## BRIEF 1
Copy the passage from the smoothie-of-emotions blog post from "Tuesday, September 4, 2012" up to and including "a delicious smoothie.".
## BRIEF 2
Keep writing the smoothie-of-emotions blog post, picking up right after its final sentence.

Tuesday, September 4, 2012

A Smoothie of Emotions


All of the ingredients of a smoothie are good on their own, but together they are more delicious than they would be if they weren't blended. The process of a smoothie completely blending together takes a while.  Some of the ingredients are harder to break down, and others can be too watery.  But eventually they all form one single product: a delicious smoothie.


My emotions are currently in the blender.  They are not yet smoothie material, but I'm attempting to break down the stubborn ones, and learn how to allow them all to work together to become something delicious.  Let me show you some of the ingredients:

THE ICE:
This is the first time I cried when I said goodbye to my parents.  I think its because I am starting to realize that I'm really going to be gone for a year this time.  Every time I have left home, I have only been gone for 4 months at the most.  This time I know I will not see my family for a very long time.  So much happens in a year, and its hard not to be fearful of the inevitable changes both in me and the people I love.

Dataset items
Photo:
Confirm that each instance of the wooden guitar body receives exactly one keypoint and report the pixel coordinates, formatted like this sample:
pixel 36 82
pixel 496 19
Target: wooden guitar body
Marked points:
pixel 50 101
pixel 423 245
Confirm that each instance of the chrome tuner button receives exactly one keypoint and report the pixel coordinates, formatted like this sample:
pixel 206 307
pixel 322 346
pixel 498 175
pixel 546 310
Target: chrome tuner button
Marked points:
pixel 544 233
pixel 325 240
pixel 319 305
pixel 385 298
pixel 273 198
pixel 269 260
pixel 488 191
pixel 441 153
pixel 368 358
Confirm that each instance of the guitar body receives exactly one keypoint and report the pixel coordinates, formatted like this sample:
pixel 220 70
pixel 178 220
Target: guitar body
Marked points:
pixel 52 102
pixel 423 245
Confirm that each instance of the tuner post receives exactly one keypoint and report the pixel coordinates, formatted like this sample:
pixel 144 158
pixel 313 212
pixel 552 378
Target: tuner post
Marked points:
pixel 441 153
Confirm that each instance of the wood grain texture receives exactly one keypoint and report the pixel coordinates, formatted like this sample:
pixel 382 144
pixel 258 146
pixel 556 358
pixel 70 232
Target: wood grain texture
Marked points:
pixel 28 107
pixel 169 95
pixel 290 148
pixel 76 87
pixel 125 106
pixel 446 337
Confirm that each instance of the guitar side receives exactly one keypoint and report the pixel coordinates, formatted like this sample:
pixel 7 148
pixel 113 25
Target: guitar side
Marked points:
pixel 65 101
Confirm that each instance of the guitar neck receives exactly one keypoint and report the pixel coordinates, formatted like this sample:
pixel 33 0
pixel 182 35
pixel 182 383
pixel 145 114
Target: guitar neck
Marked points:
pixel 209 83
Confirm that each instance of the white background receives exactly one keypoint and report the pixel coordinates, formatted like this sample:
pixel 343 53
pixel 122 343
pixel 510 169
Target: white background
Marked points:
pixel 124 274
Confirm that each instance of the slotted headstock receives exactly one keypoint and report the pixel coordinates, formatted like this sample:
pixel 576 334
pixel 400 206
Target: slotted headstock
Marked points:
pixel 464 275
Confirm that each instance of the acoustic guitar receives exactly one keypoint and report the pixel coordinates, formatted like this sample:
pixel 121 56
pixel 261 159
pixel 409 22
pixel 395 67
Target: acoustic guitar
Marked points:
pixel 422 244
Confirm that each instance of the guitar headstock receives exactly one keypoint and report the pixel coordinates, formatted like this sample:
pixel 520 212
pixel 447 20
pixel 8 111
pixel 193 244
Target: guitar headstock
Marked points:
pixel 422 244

## EXERCISE OUTPUT 1
Tuesday, September 4, 2012

A Smoothie of Emotions


All of the ingredients of a smoothie are good on their own, but together they are more delicious than they would be if they weren't blended. The process of a smoothie completely blending together takes a while.  Some of the ingredients are harder to break down, and others can be too watery.  But eventually they all form one single product: a delicious smoothie.

## EXERCISE OUTPUT 2
THE STRAWBERRIES:
When I received my visa I was at an ultimate high.  I couldn't wait to make plans to purchase my ticket.  I couldn't wait to just get down there.  I was so excited that I literally sat and stared in disbelief.  Then started to run around my house blasting the video below:



THE YOGURT:
THEN I started to realize it was time to say goodbye, and I started getting confused. I didn't know how to say goodbye to the people I love.  I wasn't sure how many times to hug, how MUCH I was supposed to cry, what I was supposed to say as final words.  It was kind of a whirlwind.  Everything happened so quickly, too.  I couldn't figure out what I was supposed to do and how to catch up in my mind.

THE BANANAS:
Dave dropped me off at the airport.  (Dave is my boyfriend, we've been seriously dating for a couple months), and I didn't even know how to say goodbye to him.  I sat with him with all of these exciting things in the back of my mind: seeing my students, being in Bolivia, finally finishing the waiting process, etc.  But then there was this overwhelming lack of ability to separate myself from him: a feeling I had never experienced before.  I had a desire for him to come with me on this new adventure.  I had a desire not to let him leave my side.  After having my final meal: Philly Cheesesteaks, Dave and I said goodbye, and I cried for a good couple hours because of my overwhelming sadness of letting him go and not seeing him for so long.

Final Meal in the US: Cheesesteak!!! :)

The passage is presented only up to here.